Page excerpt ->

##########

Due to the COVID-19 pandemic, the Missouri Botanical Garden and its partners have decided to cancel the 2020 Japanese Festival for the first time in its 44-year history.
The festival, held on Labor Day weekend, has been held each year since 1977.
While the typical Japanese Festival will not be held this year, the Garden will still host some special activities on Labor Day Weekend. The Garden will offer extended hours throughout the weekend, with last entry at 7 p.m.
The private Teahouse Island of the Japanese Garden will be open for guided public tours on Saturday, Sunday and Monday. Normally closed to the public, visitors can see the Garden’s soan, the farm hut-style teahouse, which was a gift from Missouri’s sister state of Nagano prefecture in Japan. Originally built in Japan, the teahouse was reassembled on-site by Japanese craftsmen and dedicated during a Shinto ceremony in 1977. Visitors can also see a snow-viewing lantern, yukimi-doro, a gift from St. Louis’ sister city of Suwa, Japan. Teahouse Island tour tickets are $10 in addition to Garden admission. The maximum group size per tour is 10 people.
On Saturday and Sunday evenings, the Garden will offer Candlelight Walks and Toro Nagashi, a lantern ceremony held in partnership with the St. Louis-Suwa Sister Cities Committee. Late summer in Japan means Obon, the festival when spirits of the dead return to spend time with the living. The Toro Nagashi ceremony celebrates this. Lanterns are inscribed with the names of those deceased, then lit and set afloat as a way of accompanying the spirits as they depart for another year. Entry is at 7:30 p.m. and lanterns will be launched just after 8 p.m. Tickets will be available online only and capacity is limited to 250 people each night. Tickets will include the cost of the lantern, which guest will receive upon arrival.

##########

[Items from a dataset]
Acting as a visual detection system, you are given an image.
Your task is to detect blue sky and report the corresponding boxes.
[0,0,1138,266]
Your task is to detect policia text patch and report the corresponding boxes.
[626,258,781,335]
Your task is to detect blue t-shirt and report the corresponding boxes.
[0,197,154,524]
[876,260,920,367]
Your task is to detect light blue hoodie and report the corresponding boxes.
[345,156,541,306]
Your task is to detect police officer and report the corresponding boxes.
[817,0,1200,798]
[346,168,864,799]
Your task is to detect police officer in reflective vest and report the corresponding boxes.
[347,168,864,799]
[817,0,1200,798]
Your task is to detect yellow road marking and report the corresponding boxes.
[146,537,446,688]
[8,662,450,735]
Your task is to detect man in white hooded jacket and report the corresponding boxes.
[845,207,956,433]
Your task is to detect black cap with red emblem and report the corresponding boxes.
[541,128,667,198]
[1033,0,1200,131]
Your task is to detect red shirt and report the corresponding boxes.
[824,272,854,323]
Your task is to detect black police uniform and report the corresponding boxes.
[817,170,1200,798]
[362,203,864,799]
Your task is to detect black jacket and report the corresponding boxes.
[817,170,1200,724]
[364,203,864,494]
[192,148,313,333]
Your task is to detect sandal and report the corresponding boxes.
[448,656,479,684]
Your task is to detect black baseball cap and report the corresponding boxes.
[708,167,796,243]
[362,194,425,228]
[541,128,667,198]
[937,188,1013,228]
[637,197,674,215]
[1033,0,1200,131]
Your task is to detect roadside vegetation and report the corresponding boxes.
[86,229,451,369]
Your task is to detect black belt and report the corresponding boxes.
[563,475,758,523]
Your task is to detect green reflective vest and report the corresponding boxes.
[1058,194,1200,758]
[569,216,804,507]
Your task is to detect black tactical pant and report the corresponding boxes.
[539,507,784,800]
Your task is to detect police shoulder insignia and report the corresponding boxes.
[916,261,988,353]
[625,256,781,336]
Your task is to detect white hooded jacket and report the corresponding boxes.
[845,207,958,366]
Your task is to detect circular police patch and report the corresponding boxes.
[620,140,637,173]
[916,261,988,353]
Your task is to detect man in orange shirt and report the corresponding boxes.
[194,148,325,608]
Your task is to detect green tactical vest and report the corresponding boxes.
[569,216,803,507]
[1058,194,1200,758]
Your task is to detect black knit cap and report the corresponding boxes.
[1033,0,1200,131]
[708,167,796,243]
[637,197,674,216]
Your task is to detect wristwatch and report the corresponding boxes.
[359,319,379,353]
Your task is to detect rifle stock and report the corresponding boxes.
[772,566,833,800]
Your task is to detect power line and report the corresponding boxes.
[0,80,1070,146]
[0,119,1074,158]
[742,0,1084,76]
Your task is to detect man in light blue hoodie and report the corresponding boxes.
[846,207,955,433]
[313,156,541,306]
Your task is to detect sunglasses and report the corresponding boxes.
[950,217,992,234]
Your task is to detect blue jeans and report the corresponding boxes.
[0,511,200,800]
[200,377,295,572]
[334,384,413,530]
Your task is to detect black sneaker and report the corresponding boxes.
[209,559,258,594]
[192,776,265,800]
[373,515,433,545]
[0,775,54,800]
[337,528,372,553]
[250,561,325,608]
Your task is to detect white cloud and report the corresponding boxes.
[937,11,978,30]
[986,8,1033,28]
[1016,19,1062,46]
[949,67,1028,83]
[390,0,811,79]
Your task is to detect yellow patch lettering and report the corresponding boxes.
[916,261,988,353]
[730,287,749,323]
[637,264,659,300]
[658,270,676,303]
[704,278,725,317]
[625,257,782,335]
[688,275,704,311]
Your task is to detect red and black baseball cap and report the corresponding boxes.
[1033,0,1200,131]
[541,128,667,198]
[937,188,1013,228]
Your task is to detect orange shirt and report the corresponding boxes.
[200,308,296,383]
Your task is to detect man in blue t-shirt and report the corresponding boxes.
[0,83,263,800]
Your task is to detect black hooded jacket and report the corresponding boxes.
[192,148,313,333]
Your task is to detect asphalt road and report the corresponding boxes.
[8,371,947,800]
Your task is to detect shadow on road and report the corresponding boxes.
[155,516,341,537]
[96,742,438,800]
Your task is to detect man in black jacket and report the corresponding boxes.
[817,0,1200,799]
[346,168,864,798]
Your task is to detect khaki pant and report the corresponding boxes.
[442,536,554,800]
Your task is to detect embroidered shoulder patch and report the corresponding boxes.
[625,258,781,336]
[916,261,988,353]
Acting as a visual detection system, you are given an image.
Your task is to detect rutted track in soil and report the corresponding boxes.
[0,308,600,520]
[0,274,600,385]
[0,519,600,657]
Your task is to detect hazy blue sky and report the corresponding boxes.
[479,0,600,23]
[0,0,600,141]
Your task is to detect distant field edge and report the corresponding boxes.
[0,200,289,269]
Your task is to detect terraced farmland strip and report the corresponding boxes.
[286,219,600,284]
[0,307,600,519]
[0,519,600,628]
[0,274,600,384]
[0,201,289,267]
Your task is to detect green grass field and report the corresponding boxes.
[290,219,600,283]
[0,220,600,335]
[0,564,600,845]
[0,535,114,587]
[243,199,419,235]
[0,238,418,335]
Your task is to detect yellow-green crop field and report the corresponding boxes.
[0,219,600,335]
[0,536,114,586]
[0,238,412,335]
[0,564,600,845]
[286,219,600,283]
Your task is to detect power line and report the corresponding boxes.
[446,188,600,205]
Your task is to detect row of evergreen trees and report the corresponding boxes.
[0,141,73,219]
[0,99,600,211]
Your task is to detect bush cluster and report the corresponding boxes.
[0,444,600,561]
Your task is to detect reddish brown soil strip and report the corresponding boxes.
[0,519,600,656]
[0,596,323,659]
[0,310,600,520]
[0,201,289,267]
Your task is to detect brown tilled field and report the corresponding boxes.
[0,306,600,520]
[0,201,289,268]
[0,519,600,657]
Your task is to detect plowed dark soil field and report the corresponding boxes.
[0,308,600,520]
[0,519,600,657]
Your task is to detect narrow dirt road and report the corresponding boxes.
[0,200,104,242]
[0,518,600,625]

##########

What this exercise asks ->
**a)** Translate this sentence from the Japanese Festival notice into Spanish: "The maximum group size per tour is 10 people."
**b)** Print the part of the Japanese Festival notice starting at "While the typical" and ending at "entry at 7 p.m.".
The listing has nothing to do with the tasks.

Answers by task ->
**a)** El tamaño máximo de grupo por recorrido es de 10 personas.

**b)**
While the typical Japanese Festival will not be held this year, the Garden will still host some special activities on Labor Day Weekend. The Garden will offer extended hours throughout the weekend, with last entry at 7 p.m.